We had tasted a very small sample of the exhilaration of customers demand with our preview release. People had shown us the thing we were offering could be compelling. The team had some track record of prior success. But we didn’t really have much to go on but faith — not any model of causation, not any correlation to what we intended. We had signals, hints, a scent we felt like we could follow that led to customers experiencing a problem we felt we could solve.
That’s what I think we can find in these 16 observations, and why I wanted to share the document in its original, time-machined state. For authenticity, sure. But moreso, to show how little we knew, how much we were just like thousands of failed startups. And to show where the scent of success started.
And let’s acknowledge it: the survivorship bias is real. Most startups fail, and there were so many ways we could have failed. That would have been the most likely outcome. Then I wouldn’t be here typing to you and you wouldn’t care about this story. Failure really is the normal outcome for a startup. Slack is an exception that found some success.

# [COLLECTED MATERIAL]
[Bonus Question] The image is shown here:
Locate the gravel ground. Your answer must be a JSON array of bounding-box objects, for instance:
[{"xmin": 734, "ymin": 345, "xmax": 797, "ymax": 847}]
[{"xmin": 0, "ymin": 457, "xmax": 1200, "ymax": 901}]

# [PARTS OF THE EXERCISE]
• 1. Decide whether each statement below agrees with the passage on Slack's early days. Answer yes or no for each, quoting the words of the passage that settle it. (a) The team had no prior record of success. (b) The author regards failure as the normal outcome for a startup. (c) The author chose to share the document in a revised, updated form.
• 2. Extend the passage on Slack's early days with a further paragraph that carries on from its final sentence.

# [EXERCISE ANSWERS]
• 1.
(a) No: "The team had some track record of prior success."
(b) Yes: "Failure really is the normal outcome for a startup."
(c) No: "I wanted to share the document in its original, time-machined state."

• 2.
Sure, we can look back on the time of September, 2013, and a summary of our first 1,000 invites, and find the scent of success. We can trace that scent to a $27.7-billion exit and the story almost writes itself. We can ease ourselves into a resulting fallacy. But please don’t let that hindsight lie to you. That’s as if we looked at a morning weather forecast with 1% chance of rain and dressed for a downpour.
At the time of our first 1,000 invites, we had no clue where we were headed. We had to believe in a vague story that certainly wasn’t true yet. We had to be brave and afraid at once. We did have some belief. With our first 1,000 invites, we started to have some evidence. It felt good.
Now we needed to push on that evidence and see how far it would take us.
Up next:
Slack starts to take off. “Please sit next to the money,” says my wife. The polite struggle for control. I get hired, fired, not hired, then — what?
Google Wave! Hah!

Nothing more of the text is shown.